• Extract to read
= Beginning of Section =
Edwin Harris’s copy of William Williams’ Māori dictionary was more difficult to find. Researcher Susannah Whaley located it among the four editions held in the Taranaki Research Centre’s heritage collection at Puke Ariki, signed and dated on the title page and the only first edition in the library. The dictionary was published at Paihia by the Church Missionary Society in 1844 and Edwin acquired his copy in 1850 when he was still surveying for the Government under the direction of Donald McLean. Susannah’s notes evoke the condition of the book and an interesting though unattributed insert:

The dictionary itself is very worn. It has a brown cover with a darker brown binding. Spine broken. Some of title still visible on side but mostly ripped. Pages loose. Held together by plastic jacket museum has placed on top. Pages yellowed, edges of pages especially browned and brittle. Pencil marks on some pages (note: these are not deliberately made marks, but look as though pencil has been accidentally drawn across page). Page xxxv has tucked inside it what appears to be a small square cut from a newspaper. It has a printed sketch of a dark man wearing a one shoulder lighter coloured tunic and carrying a spear with greenery in the background – the two trees on either side of him have had their leaves coloured in green. Below him is the word ‘Zea-land-er’ separated into syllables.
= End of Section =
• What you should do
Extend the account of Edwin Harris's Māori dictionary past its final sentence, keeping its manner and tone.

Stored dataset items:
= Beginning of Section =
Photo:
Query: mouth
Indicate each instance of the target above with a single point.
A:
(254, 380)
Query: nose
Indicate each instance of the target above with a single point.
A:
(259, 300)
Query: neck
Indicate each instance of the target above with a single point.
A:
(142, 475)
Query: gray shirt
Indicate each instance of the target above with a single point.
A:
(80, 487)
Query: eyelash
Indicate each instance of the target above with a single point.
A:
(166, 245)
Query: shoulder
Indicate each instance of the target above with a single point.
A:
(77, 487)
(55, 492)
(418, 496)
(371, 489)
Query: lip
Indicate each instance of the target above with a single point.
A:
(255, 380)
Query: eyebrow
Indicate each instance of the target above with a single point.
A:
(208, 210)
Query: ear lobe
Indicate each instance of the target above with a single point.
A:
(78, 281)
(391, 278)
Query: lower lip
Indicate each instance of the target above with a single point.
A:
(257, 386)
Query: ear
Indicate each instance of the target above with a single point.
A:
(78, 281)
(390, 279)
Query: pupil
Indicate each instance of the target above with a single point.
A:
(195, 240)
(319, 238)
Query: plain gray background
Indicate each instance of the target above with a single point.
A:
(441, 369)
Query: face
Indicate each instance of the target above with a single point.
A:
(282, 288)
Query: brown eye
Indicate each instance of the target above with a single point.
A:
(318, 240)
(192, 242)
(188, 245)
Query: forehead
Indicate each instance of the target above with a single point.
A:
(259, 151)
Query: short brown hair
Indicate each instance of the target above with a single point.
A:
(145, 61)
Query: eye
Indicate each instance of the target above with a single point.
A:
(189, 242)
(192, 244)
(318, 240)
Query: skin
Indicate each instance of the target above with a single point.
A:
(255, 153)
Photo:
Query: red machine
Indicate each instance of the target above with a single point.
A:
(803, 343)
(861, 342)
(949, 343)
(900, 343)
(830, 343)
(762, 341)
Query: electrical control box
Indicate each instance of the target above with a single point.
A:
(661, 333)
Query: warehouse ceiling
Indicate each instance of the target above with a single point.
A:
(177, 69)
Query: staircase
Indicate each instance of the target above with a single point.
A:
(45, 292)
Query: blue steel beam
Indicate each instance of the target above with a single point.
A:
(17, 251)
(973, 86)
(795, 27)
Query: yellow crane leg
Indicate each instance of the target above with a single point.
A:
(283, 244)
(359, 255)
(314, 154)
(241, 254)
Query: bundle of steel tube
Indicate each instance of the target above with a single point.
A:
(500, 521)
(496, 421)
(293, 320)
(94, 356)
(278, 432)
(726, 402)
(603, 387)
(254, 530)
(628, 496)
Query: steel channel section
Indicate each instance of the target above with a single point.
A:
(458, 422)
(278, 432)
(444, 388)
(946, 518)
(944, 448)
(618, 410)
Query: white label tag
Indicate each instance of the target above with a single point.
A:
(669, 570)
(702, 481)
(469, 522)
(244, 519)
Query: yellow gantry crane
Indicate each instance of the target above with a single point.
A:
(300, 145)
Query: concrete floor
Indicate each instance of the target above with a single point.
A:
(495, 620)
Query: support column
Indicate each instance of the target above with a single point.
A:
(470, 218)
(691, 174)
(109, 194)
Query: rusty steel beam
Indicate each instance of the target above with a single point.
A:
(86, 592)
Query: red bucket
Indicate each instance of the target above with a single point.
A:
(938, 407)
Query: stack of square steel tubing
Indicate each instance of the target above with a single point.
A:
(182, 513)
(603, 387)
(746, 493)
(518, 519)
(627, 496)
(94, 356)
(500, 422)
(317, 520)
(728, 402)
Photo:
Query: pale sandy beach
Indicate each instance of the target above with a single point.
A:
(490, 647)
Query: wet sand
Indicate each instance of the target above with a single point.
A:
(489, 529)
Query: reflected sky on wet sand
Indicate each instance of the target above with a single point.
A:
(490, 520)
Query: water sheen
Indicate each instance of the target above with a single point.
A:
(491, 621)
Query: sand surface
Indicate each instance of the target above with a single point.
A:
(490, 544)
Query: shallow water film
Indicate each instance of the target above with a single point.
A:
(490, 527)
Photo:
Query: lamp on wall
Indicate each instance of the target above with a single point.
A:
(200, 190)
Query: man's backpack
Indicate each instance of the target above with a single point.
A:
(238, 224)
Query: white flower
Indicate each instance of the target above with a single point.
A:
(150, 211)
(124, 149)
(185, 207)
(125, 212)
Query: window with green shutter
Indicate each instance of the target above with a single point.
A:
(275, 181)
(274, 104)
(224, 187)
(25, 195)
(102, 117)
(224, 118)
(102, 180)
= End of Section =
• Output
title page featuring Edwin's signature in the top right corner
A Dictionary of the New-Zealand Language and A Concise Grammar; to which are added a selection of colloquial sentences. By William Williams, B.A., Archdeacon of Waipu. Paihia, Printed at the Press of the C.M. Society. M.DCCC.XLIV. (1844.  Shelf number TRC499.4 WIL. ‘Accession No 649, 499-403, WIL, 1844.’ Title page is signed: ‘Edwin Harris, New Plymouth, NZ, 1850’.
signature detail
Signature Detail.
interior page featuring tucked insert of coloured image of a dark figure holding a spear and wearing a white tunic
Page featuring coloured insert titled ‘Zea-land-er’
a page from the dictionary featuring 'k' words, the photographers' finger resting by 'kainga' for 'a place of abode'
Page Detail.

The first edition of A Dictionary of the New-Zealand Language was followed by later editions that kept the work firmly identified with Williams and his descendants. Biographer Frances Porter observed of Williams:

In 1844 he was with the ‘Translation Syndicate’ at Waimate, but mostly he worked alone, conferring from time to time with Robert Maunsell. His enduring memorial is A dictionary of the New Zealand language, first published at Paihia in 1844. The second edition was also his work, the third and fourth that of his son, Bishop William Leonard Williams, and the fifth, of his grandson, Bishop Herbert William Williams. (Te Ara)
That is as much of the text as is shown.